EXERCISE INSTRUCTIONS — Turn the data below into a numbered list with blank lines left out, starting at the line containing "Find the white petal" and stopping after the line containing "0,172 -> 79,314".

--- begin ---

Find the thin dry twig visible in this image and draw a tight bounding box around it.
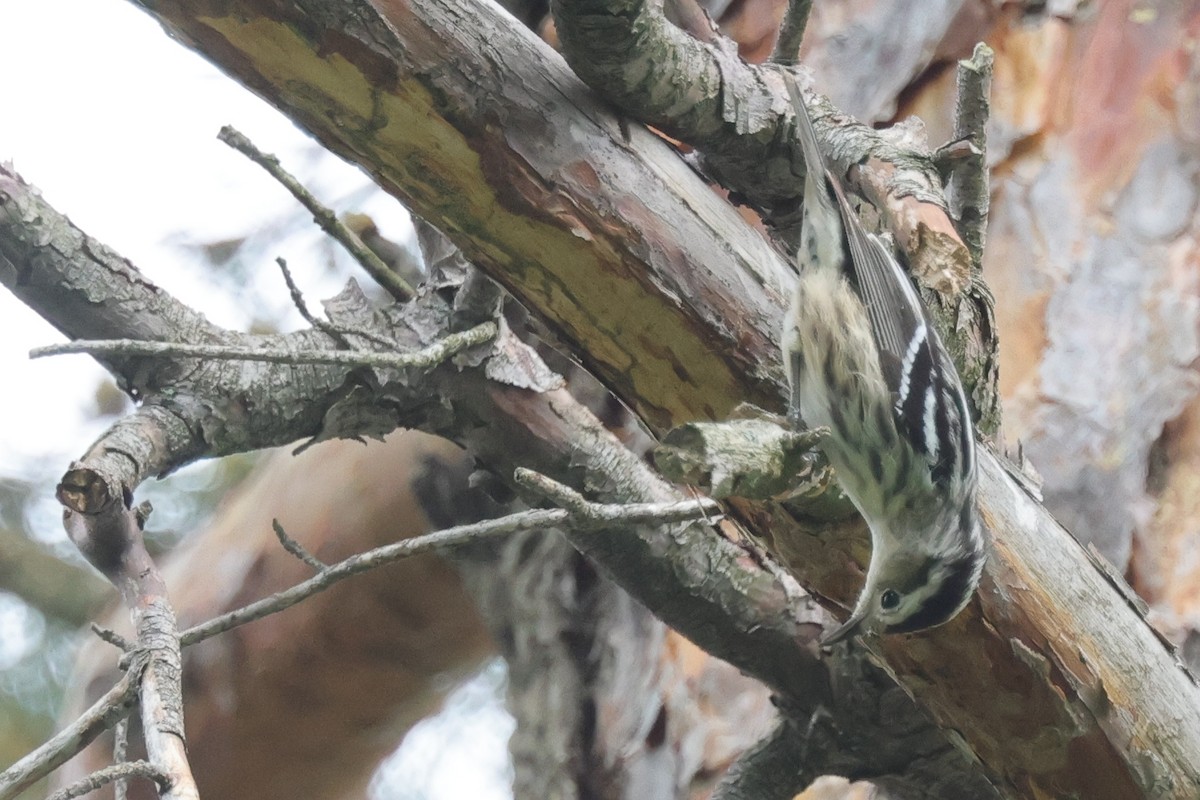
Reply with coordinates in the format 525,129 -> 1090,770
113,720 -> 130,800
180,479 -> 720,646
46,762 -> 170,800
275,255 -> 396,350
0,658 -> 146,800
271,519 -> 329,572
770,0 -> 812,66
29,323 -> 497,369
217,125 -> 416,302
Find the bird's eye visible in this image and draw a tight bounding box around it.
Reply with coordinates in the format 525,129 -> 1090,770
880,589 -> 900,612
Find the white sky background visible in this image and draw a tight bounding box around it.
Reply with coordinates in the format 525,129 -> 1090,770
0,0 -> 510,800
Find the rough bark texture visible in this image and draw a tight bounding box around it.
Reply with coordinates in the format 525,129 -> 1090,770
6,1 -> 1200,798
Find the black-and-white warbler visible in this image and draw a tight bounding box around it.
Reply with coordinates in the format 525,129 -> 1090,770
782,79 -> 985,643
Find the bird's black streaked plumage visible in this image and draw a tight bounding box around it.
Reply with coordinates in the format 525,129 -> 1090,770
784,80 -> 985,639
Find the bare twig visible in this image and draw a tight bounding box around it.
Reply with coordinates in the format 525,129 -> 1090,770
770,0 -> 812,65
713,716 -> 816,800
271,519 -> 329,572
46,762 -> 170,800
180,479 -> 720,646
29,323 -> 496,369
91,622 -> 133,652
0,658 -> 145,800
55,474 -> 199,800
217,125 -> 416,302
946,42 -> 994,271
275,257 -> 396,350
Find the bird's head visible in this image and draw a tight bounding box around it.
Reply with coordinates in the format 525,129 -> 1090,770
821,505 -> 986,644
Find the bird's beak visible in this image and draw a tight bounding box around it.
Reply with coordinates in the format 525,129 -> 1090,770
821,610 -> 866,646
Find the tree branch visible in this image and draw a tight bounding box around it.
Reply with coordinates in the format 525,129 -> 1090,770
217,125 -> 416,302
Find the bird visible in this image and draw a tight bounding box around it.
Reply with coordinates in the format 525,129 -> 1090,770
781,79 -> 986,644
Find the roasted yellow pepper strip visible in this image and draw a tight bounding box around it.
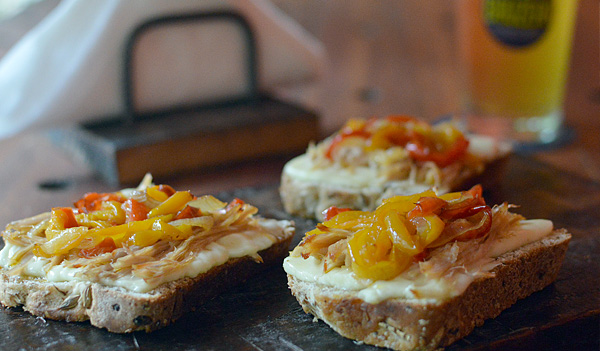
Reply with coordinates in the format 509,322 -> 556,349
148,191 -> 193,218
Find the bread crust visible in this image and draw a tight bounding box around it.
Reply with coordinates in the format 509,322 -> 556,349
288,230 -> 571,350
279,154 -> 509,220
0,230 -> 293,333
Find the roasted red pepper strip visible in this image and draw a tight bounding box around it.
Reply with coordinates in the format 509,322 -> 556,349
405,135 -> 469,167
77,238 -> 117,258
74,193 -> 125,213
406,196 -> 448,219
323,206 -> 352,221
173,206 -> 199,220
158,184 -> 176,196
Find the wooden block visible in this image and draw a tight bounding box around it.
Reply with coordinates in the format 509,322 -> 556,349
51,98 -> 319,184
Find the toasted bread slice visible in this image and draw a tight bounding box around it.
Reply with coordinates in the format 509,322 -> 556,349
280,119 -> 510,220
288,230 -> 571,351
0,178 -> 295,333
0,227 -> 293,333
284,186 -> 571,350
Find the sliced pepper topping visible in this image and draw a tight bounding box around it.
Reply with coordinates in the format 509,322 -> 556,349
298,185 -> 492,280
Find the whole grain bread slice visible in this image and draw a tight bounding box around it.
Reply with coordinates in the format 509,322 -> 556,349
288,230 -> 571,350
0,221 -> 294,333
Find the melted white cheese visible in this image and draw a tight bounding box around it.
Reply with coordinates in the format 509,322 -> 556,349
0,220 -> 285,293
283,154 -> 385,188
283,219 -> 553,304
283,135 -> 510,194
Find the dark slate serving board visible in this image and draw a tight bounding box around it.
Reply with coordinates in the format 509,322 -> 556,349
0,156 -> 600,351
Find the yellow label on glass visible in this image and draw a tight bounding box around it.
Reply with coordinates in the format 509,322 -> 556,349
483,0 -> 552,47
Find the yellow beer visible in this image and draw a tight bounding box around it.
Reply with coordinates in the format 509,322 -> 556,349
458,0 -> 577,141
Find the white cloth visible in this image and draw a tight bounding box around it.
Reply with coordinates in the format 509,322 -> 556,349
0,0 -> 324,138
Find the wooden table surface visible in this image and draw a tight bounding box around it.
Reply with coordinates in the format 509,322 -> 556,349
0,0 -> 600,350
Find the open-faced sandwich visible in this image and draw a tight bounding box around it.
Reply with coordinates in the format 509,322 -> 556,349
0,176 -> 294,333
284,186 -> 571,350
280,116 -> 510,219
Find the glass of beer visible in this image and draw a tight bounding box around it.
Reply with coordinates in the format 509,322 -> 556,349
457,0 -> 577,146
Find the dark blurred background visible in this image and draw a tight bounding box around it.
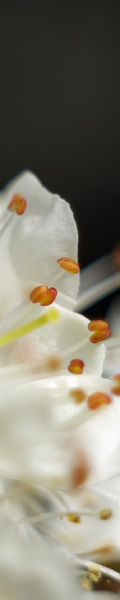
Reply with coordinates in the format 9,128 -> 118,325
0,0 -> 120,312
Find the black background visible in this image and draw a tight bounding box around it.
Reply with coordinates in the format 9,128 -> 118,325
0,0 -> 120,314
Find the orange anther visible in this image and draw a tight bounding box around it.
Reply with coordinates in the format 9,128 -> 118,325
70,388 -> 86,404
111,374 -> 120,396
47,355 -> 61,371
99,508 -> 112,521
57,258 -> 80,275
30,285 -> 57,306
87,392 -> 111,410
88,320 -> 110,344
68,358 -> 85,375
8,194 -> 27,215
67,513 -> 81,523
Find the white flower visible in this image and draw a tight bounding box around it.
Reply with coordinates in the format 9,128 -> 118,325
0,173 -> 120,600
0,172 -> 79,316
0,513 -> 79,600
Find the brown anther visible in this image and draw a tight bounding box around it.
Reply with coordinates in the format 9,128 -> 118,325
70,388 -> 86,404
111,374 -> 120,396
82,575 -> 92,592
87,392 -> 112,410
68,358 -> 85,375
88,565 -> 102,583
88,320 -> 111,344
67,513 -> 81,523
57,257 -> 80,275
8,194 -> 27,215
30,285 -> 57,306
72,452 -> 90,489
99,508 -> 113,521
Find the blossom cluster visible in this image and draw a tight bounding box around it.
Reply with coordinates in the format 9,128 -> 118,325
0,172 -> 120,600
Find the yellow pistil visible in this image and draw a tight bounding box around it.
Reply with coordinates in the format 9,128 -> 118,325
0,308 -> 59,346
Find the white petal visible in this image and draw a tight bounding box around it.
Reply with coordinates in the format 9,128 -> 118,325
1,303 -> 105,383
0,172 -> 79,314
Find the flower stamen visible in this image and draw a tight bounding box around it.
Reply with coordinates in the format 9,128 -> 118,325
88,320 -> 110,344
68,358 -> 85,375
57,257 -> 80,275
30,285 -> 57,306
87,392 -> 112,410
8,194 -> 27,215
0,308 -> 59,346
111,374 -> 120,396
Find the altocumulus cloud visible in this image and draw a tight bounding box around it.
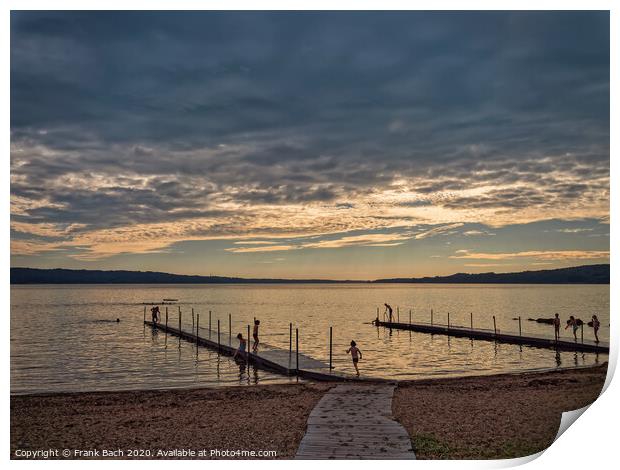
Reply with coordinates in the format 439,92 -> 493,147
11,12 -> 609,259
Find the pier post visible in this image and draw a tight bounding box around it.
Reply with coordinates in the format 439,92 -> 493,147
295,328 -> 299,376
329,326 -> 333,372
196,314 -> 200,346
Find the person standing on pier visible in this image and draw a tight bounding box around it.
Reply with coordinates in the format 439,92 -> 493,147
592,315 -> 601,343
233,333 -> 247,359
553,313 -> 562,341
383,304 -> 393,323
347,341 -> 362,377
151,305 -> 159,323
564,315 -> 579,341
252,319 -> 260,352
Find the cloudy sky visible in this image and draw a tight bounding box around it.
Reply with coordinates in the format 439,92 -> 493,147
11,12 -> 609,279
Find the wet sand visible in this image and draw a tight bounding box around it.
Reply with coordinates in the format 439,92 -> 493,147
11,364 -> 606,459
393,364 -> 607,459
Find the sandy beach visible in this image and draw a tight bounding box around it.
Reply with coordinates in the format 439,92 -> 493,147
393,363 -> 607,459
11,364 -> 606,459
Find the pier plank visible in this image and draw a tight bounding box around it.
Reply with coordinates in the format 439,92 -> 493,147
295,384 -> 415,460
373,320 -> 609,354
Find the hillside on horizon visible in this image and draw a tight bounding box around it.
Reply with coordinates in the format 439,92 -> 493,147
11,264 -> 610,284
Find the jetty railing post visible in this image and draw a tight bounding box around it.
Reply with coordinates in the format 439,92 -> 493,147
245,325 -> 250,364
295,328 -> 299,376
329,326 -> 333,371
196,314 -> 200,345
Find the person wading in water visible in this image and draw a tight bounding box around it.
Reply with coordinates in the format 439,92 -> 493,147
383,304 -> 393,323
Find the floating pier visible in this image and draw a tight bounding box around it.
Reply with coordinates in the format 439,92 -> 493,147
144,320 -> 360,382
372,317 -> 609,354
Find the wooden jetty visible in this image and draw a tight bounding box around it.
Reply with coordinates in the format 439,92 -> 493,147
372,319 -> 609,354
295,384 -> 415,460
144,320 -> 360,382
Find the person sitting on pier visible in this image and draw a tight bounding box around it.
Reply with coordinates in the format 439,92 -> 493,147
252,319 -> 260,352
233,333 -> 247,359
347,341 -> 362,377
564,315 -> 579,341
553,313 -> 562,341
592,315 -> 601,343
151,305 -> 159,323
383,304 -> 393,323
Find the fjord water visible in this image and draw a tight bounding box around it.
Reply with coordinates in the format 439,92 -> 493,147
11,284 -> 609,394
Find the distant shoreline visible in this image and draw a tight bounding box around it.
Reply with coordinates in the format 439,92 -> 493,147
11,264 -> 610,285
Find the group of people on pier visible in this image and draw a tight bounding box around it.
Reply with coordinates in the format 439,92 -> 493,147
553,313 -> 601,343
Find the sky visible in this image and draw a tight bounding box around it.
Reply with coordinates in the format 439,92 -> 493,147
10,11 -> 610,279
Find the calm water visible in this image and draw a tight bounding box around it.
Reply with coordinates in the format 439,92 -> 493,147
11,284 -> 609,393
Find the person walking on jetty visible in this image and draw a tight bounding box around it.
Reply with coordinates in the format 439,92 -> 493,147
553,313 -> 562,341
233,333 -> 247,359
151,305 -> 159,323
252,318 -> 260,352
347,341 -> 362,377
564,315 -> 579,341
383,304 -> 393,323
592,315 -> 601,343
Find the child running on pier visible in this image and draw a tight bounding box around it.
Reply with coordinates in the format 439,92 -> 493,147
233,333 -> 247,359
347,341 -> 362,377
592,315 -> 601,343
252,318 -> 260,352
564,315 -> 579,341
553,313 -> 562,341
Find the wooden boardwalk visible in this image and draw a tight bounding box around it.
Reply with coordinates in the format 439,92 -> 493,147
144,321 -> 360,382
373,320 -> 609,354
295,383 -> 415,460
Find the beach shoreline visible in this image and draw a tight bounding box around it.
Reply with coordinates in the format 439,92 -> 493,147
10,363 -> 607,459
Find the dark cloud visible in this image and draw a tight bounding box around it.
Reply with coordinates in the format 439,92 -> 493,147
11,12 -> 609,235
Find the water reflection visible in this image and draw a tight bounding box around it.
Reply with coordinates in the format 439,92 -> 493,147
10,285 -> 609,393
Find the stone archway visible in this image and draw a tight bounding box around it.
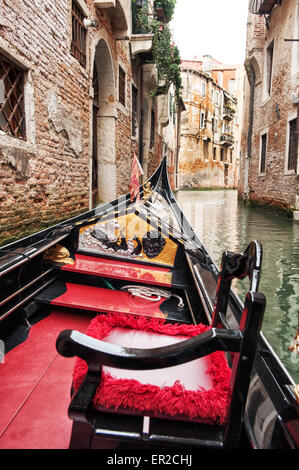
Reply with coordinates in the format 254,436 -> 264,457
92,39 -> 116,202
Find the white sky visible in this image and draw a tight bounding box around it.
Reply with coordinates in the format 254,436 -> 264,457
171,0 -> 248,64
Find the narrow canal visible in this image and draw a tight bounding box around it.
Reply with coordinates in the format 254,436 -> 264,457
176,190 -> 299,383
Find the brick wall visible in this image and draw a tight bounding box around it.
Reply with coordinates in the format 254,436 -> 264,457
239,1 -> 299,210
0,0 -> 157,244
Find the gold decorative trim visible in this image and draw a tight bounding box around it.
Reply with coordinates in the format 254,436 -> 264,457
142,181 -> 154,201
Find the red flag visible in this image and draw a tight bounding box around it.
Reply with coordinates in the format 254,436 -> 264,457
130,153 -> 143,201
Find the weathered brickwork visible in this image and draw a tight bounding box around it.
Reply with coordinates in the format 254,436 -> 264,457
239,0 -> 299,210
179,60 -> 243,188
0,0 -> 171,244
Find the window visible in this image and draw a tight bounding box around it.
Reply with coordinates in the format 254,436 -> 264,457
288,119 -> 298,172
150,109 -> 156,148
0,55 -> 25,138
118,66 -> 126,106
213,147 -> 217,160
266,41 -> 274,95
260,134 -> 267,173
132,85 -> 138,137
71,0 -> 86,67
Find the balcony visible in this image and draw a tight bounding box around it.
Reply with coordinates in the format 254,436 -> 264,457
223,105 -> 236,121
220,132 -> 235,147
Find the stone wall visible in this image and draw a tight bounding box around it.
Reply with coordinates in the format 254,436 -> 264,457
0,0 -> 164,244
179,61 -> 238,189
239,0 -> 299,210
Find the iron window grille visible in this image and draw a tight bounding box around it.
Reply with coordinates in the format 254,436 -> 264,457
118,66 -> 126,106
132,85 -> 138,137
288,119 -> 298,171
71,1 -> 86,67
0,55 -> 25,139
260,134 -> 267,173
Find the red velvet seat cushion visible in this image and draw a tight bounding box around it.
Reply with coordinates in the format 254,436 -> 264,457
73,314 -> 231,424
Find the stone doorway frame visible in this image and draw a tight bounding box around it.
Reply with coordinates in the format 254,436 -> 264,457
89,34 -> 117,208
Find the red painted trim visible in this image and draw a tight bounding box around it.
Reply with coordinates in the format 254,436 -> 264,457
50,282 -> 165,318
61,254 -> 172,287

--- end ---

FULL ANSWER —
1. Find the white petal visible in this image and draw a tight bounding box around it.
2. Reply with coordinates in the format 9,128 -> 118,325
3. 1,303 -> 105,383
4. 0,172 -> 79,314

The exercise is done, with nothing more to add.